◆ Passage to read:
==========
Just Finished Reading: Hope and Glory – Britain 1900-1990 by Peter Clarke (FP: 1996)

Despite the difficulty of rendering 90 years of 20th century British history into a mere 404 pages I do enjoy the efforts made and appreciate the resultant overview that I can fill in at a later date confident in knowing a seal about the background. Books such as this provide the map, the territory, into which (God like) we can focus our attention on a particular incident (the 9 days wonder of the 1926 General Strike for example) or on a particular person (Winston Churchill, Lloyd George, Asquith, Chamberlin, Thatcher and a hundred other political giants of the age) in later follow up books now knowing that such events and such people shaped the world we live in today.

Of course, as with any work such as this much is left out. This volume is an unapologetic political history of Britain with only short confined forays into cultural history (there are very fine chapters on the growth of mass communication - the BBC etc and the rise in prominence of women in British society) and, to be honest is far more focused on England than its UK neighbours in Wales and Scotland. Ireland is mentioned somewhat more but only, by and large, as an English problem rather than an Irish history per se. But none of this came as any great surprise (or disappointment) as the author had already laid his cards clearly on the table for all to see.

What I did find odd (and a tad confusing/disconcerting) is how the author broke up the 90 years under review. He certainly didn’t arbitrarily divide things, as they are often divided, into decades but into political chunks of time often delineated by elections won or lost. So we have a chapter covering 1900-1908 and another (oddly that it covers WW1) 1916-1922. It took a little getting used to I admit although it did fit admirably into the authors narrative flow. Another thing that helped move things along was the author’s humour which seemed at times to be delightfully irreverent especially coming from a professional historian – from Cambridge! I guess that there have been enough historic events and characters (in the full sense of the word) for provide humourist grist for the historian’s mill and this author certainly found his fair share.
==========
◆ Material provided:
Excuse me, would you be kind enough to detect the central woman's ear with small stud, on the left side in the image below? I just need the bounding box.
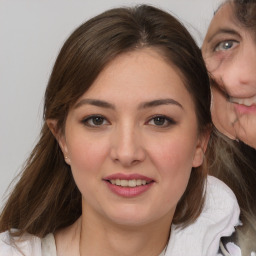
[46,119,70,164]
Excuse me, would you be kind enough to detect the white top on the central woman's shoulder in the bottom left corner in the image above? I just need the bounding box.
[0,231,56,256]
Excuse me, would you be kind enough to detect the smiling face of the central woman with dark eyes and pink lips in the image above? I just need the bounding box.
[59,49,204,228]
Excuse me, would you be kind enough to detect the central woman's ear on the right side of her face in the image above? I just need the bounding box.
[193,130,211,167]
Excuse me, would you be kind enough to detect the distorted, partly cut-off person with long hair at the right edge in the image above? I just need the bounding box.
[202,1,256,255]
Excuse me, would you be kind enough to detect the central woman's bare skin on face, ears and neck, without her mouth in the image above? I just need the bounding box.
[48,49,208,256]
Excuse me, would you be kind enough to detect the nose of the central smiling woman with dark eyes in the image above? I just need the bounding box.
[110,125,146,167]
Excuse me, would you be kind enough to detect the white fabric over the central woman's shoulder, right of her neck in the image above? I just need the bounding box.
[166,176,240,256]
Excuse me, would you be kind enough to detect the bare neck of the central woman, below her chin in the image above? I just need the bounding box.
[80,207,171,256]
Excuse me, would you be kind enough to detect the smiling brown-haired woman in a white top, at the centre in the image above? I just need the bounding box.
[0,5,239,256]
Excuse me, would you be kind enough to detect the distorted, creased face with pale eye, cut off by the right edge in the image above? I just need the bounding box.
[202,3,256,147]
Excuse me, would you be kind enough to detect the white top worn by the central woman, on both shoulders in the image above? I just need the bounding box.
[0,176,240,256]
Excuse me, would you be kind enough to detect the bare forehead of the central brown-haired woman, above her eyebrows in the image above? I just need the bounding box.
[79,49,192,103]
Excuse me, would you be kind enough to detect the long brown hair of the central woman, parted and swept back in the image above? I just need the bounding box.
[0,5,211,237]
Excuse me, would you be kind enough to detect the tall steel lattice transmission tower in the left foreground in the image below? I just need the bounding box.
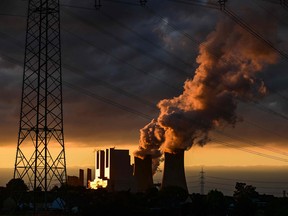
[14,0,66,191]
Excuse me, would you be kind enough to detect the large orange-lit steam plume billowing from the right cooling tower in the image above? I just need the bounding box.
[158,16,277,153]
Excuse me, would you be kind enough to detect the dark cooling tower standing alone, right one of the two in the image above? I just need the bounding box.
[161,150,188,191]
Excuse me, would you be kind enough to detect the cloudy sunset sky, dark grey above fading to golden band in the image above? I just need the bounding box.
[0,0,288,168]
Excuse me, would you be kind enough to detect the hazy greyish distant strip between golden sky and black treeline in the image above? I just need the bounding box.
[0,166,288,197]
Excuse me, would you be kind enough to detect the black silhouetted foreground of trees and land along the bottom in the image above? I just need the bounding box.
[0,181,288,216]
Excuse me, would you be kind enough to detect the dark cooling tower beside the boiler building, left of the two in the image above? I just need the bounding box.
[134,155,153,192]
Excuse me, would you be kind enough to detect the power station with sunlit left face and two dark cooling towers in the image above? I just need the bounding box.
[90,148,188,192]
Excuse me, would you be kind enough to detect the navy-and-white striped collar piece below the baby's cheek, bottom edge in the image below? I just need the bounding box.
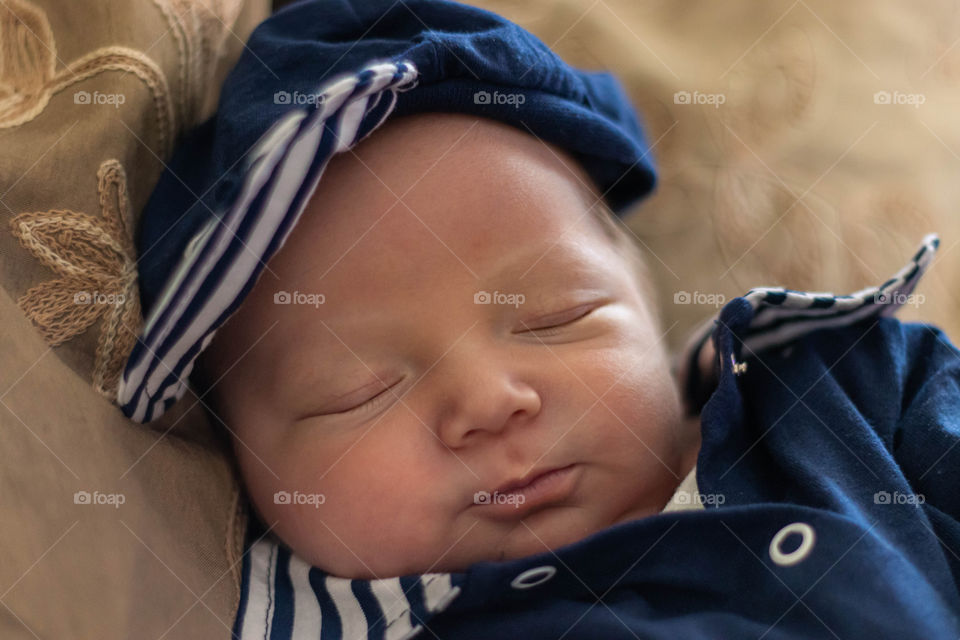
[233,537,464,640]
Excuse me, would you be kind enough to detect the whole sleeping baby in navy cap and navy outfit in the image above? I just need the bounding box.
[119,0,960,639]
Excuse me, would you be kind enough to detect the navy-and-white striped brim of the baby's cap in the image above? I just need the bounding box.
[117,62,418,422]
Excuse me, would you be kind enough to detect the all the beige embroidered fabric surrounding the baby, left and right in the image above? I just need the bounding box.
[0,0,960,638]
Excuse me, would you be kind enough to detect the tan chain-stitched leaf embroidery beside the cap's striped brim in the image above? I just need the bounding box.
[10,160,143,400]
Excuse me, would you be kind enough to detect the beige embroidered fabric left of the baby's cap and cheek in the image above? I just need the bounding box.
[0,0,268,639]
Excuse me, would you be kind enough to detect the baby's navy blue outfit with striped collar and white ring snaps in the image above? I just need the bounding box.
[235,236,960,640]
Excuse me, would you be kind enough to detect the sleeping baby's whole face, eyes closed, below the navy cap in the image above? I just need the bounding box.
[204,115,699,578]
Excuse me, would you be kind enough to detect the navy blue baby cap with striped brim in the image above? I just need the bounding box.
[118,0,656,422]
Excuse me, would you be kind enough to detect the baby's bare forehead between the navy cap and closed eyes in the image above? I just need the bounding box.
[202,117,625,370]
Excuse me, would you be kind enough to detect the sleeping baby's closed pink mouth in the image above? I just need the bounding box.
[473,463,581,519]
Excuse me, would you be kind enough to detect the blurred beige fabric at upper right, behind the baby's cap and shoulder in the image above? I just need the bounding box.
[471,0,960,347]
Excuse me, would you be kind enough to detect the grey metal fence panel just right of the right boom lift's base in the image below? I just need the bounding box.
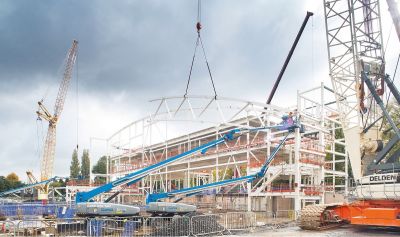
==========
◆ Assignment: Check each statement against the book review above: (a) The book runs to 404 pages. (b) The author splits the 90 years into decades. (c) The book gives Wales and Scotland as much attention as England. For each, answer yes or no and quote the words of the review that decide it.

◆ Solved exercise:
(a) Yes: "a mere 404 pages"
(b) No: "He certainly didn’t arbitrarily divide things, as they are often divided, into decades but into political chunks of time often delineated by elections won or lost."
(c) No: "is far more focused on England than its UK neighbours in Wales and Scotland"